● SHORT PROBLEM:
Print the lines below word for word, starting at the line that contains "Objective — for the teal jacket" and ending at the line that contains "(1113, 433)", with both of those lines included. Print only these lines.

********************

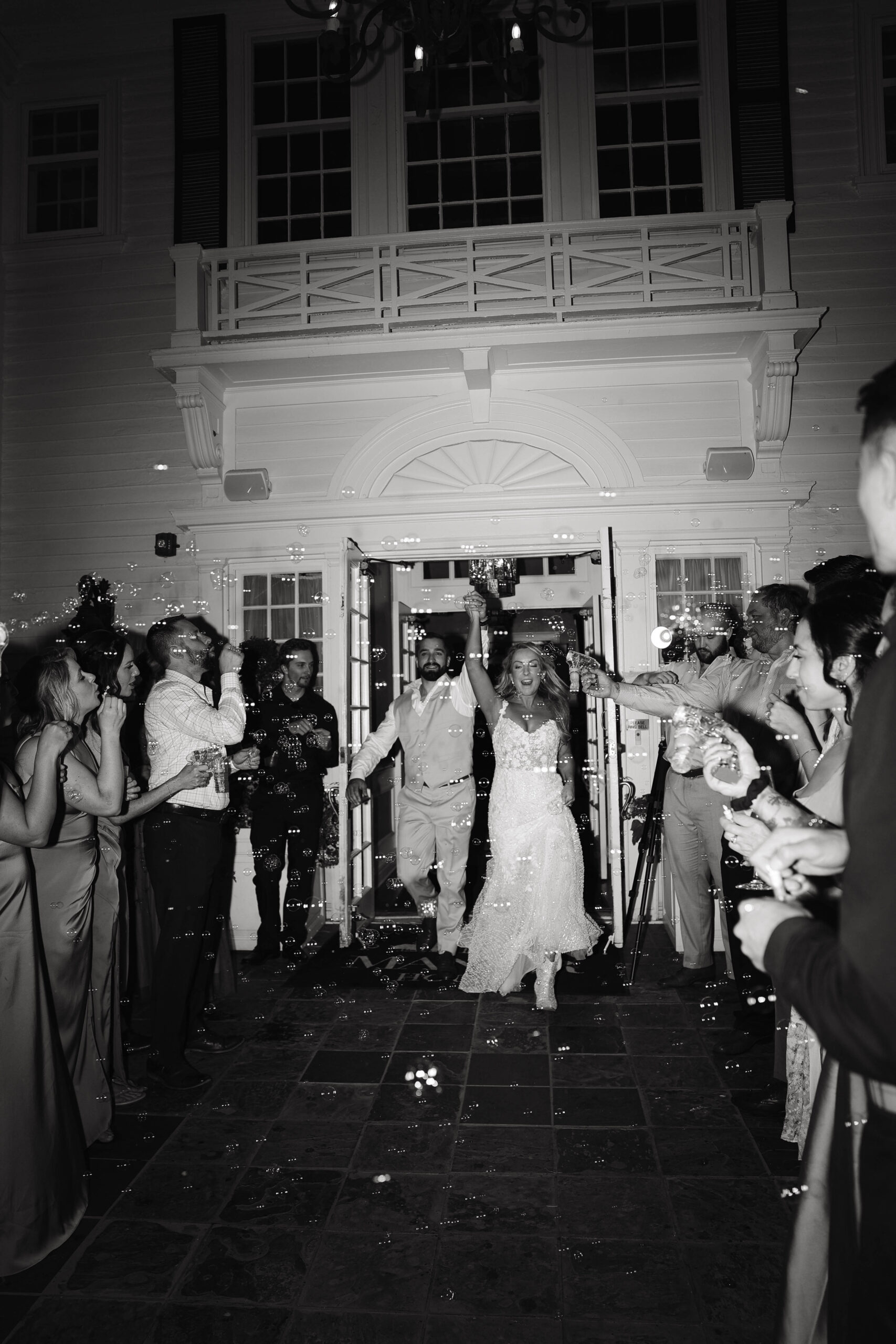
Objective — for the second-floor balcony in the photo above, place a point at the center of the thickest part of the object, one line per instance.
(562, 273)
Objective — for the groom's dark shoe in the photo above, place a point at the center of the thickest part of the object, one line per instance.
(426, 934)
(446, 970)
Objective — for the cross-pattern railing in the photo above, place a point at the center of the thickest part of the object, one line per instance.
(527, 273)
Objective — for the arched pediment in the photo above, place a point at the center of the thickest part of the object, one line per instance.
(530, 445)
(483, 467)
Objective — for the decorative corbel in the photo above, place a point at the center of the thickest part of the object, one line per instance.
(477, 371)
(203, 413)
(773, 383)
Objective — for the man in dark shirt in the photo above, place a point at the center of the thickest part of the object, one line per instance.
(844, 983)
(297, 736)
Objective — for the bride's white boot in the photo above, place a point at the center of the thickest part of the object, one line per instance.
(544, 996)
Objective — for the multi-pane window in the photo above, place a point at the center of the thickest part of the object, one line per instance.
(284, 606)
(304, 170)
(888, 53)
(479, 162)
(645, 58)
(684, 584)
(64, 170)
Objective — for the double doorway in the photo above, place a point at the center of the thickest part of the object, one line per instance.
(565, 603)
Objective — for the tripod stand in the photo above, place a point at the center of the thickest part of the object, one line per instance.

********************

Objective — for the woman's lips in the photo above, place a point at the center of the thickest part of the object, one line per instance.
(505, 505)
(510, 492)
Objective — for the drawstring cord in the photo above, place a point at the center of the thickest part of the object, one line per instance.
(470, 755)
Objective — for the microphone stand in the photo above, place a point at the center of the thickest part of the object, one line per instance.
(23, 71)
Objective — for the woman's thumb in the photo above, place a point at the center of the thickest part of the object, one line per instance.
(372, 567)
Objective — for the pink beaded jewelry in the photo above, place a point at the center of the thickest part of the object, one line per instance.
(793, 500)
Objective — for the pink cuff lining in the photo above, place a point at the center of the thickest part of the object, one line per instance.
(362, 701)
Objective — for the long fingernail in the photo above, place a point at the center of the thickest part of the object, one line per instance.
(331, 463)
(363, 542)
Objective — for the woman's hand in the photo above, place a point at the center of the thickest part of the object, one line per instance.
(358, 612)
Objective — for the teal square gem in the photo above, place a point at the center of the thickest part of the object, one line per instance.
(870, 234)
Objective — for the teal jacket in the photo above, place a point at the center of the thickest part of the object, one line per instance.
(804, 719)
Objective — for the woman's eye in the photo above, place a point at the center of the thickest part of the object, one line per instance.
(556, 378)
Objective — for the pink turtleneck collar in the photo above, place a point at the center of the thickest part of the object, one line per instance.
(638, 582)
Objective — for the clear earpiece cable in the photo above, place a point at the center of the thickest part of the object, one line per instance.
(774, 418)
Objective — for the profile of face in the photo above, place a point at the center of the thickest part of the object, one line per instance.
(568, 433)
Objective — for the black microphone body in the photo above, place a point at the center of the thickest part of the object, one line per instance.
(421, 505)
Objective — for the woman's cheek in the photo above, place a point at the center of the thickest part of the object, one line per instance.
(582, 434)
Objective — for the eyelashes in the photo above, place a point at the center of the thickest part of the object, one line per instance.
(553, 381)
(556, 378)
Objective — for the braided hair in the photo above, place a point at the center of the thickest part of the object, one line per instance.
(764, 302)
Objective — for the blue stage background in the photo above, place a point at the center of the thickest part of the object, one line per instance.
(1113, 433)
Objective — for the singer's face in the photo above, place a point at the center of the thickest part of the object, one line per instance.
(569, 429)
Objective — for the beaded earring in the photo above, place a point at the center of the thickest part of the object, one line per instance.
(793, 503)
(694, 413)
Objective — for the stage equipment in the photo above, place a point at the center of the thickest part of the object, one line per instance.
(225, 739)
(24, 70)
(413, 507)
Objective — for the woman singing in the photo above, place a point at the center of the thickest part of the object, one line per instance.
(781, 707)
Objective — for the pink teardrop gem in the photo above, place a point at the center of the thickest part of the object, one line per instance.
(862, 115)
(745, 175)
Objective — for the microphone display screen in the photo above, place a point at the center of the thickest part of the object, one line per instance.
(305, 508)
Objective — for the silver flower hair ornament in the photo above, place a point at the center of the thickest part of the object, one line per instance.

********************

● WRITTEN RESPONSE:
Objective — for the teal jacket in the photo above, place a point at the center of the thickest part of the object, one line per instance.
(804, 719)
Objective — for the woman's eye in the photo above, place a point at the center of the thickest part of the object, one line per instance.
(556, 378)
Objective — for the pink turtleneck collar in the photo above, place a point at the center of the thickest part of the object, one line per instance.
(638, 582)
Objective — for the clear earpiece cable in the photo above, place a point at the center of the thickest part of the object, one line per instance.
(774, 418)
Objective — for the profile of face in the photo above, place a point at the center of the thickest part of the object, one line per instance.
(568, 433)
Objective — for the black microphone body in the photo above, place a point at the center of the thickest part of the object, one line per instance.
(421, 505)
Objective — for the woman's cheek in the photo above, place a point at the center of the thickest part of the object, one line per instance.
(582, 434)
Objective — for the eyelashes in the photo above, place a point at the center of the thickest part of the object, one line per instance.
(553, 381)
(556, 378)
Objective — for the braided hair in the photo above, place a point at the center of the thickest part of the object, one line per instance.
(764, 302)
Objective — for the blue stage background in the photo above, place a point at the center of the thickest part of the object, one line per instance.
(1113, 433)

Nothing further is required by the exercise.